→ Short exercise a
Can you repeat, word for word, the part of the Christmas passage below that opens with the words containing "So far, this" and closes with "1st Century Judea?"?

→ Excerpted text
___
Woody Allen expresses this feeling well when he says,

'Life is full of misery, loneliness and suffering and it's all over much too soon.'

The thing is, this fatalistic attitude to life may sell well, but it isn't necessarily true. Take, for example, the situation of the nation of Judea in the First Century AD. Here we have a nation that used to be powerful, rich and respected, but by the time of the Christmas story, everything has changed: at that time, the country was occupied by a brutal, vicious and uncaring foreign empire called Rome, which would do the most heinous and shocking crimes against humanity in the name of the misnamed 'pax Romana' - Roman peace; there is a corrupt, sadistic and perverted dictator installed on the Jewish throne infamously known as King Herod; there is also a religious elite that could not care less about the spiritual and emotional needs of the average person, and the only religious people who do have a sense of moral integrity - the Pharisees - are so severe at times that any chance of 'living' is utterly sapped away; there are prophecies that had been given in the ancient past about a saviour whom God would send, but every day this promise seemed ever less likely; some of the religious elites - in the form of the Sadducees, even said that God had no interest in human affairs (at least according to the historian Josephus). The world of 1st Century Judea was politically, morally, religiously and economically corrupt and - above all - hopeless. In the end, most people did little more than simply exist.

So far, this seems to be turning out to be an incredibly depressing thought. It seems to be about a world without hope in the past, and now hopeless in the present. And yet we now look upon that ancient time as a moment of supreme joy; we celebrate it with songs, poems, gifts, bright lights and wrapping paper, decorated trees, Handel's Messiah and the best films on television. That period in the past where hope seemed dead is now - bizarrely - seen by children as the most wonderful day of the year; for adults it is a time where - hopefully - we can relax after the year's strains, with a cup of hot mulled wine or even just a cup of tea. Christmas time is a festival about joy; but how could such a festival - celebrated across the whole of the world - come out of such a joyless, hopeless situation in 1st Century Judea?
___
Position identification records:
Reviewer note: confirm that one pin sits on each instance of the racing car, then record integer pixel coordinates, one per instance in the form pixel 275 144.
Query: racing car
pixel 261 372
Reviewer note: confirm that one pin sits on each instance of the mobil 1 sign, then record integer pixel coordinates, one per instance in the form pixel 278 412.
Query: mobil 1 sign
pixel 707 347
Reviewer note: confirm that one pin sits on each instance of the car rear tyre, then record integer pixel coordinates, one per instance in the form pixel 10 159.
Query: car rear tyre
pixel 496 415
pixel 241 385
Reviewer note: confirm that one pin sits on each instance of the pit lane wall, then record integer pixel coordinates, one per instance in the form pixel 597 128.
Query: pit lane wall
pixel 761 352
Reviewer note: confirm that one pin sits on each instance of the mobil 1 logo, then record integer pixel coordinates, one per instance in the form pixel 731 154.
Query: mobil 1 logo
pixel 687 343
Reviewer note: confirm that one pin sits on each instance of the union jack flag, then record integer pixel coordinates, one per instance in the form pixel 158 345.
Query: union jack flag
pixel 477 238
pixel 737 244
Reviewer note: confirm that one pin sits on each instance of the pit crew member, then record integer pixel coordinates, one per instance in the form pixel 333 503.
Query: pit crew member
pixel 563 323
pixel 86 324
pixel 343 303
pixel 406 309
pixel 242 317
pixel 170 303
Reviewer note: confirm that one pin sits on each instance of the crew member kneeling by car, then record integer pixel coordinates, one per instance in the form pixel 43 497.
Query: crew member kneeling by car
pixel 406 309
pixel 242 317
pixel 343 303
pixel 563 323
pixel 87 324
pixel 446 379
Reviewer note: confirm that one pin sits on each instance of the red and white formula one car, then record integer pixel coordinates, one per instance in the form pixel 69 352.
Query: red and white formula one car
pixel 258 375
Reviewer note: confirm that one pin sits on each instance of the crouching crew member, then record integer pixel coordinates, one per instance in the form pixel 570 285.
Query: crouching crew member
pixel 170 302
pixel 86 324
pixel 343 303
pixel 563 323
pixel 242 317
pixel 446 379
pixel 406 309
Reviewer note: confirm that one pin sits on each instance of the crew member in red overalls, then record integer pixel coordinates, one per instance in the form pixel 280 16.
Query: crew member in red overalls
___
→ Short exercise b
Which lines of the records above contain the string "crew"? Gather every one of them, keeping in mind that case counts.

→ Complete output a
So far, this seems to be turning out to be an incredibly depressing thought. It seems to be about a world without hope in the past, and now hopeless in the present. And yet we now look upon that ancient time as a moment of supreme joy; we celebrate it with songs, poems, gifts, bright lights and wrapping paper, decorated trees, Handel's Messiah and the best films on television. That period in the past where hope seemed dead is now - bizarrely - seen by children as the most wonderful day of the year; for adults it is a time where - hopefully - we can relax after the year's strains, with a cup of hot mulled wine or even just a cup of tea. Christmas time is a festival about joy; but how could such a festival - celebrated across the whole of the world - come out of such a joyless, hopeless situation in 1st Century Judea?

→ Complete output b
Reviewer note: confirm that one pin sits on each instance of the pit crew member, then record integer pixel coordinates, one per instance in the form pixel 333 503.
Query: pit crew member
Reviewer note: confirm that one pin sits on each instance of the crew member kneeling by car, then record integer pixel coordinates, one per instance in the form pixel 43 497.
Query: crew member kneeling by car
Reviewer note: confirm that one pin sits on each instance of the crouching crew member, then record integer pixel coordinates, one per instance in the form pixel 570 285.
Query: crouching crew member
Reviewer note: confirm that one pin sits on each instance of the crew member in red overalls, then record integer pixel coordinates, one per instance in the form pixel 280 16.
Query: crew member in red overalls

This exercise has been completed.